**Page extract**
——————————

There are many reasons. Cost is one. Learning curve is another. The lack of validated acceptance among important customers for these parts is yet another. But according to Lonnie Love, Ph.D., group leader of Oak Ridge National Laboratory’s Manufacturing Systems Research Group, one of the main reasons AM has not progressed farther is a simple reticence about making the leap into something so dramatically new. Industry needs a push, he says, and in the absence of an outside push, industry ought to push itself.

That was his message in a keynote address at the recent Additive Manufacturing Users Group (AMUG) conference in Jacksonville, Florida. The 27-year-old annual conference this year drew over 850 people, its highest attendance ever.

To advance the adoption of additive manufacturing, Dr. Love says industry needs “forcing functions.” He used the analogy of the 1960s commitment to put a man on the moon. Scientists and engineers knew a moon landing was possible, but the commitment to actually do it was needed in order to overcome the obstacles to turn that theory into an accomplished fact. Dr. Love says the advance of additive manufacturing needs smaller-scale “moon shots” just like this.

——————————

**Supplied data**

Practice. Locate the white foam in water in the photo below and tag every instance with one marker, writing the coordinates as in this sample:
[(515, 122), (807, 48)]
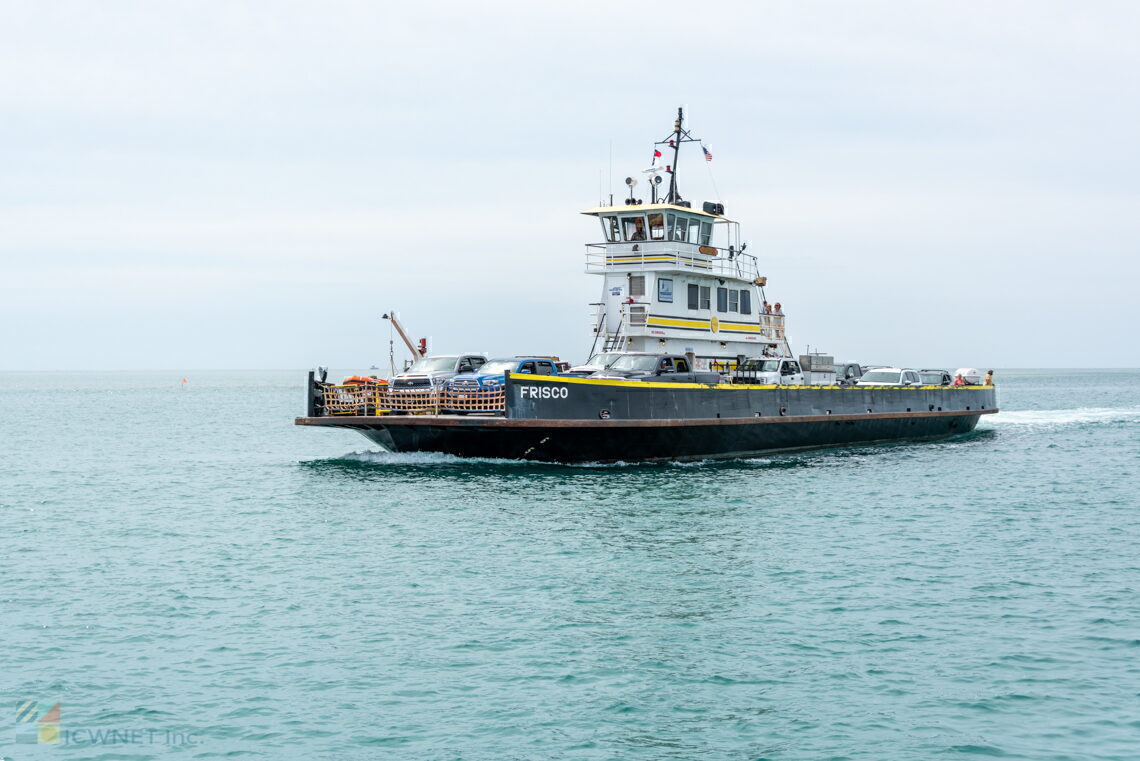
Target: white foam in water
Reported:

——————————

**What to do**
**1.** In the additive manufacturing text, how many people attended this year's AMUG conference?
**2.** Return the part of the additive manufacturing text starting with "To advance the" and going on through "just like this.".
The data stands apart from the additive manufacturing text.

**Set of answers**
**1.** Over 850 people.

**2.**
To advance the adoption of additive manufacturing, Dr. Love says industry needs “forcing functions.” He used the analogy of the 1960s commitment to put a man on the moon. Scientists and engineers knew a moon landing was possible, but the commitment to actually do it was needed in order to overcome the obstacles to turn that theory into an accomplished fact. Dr. Love says the advance of additive manufacturing needs smaller-scale “moon shots” just like this.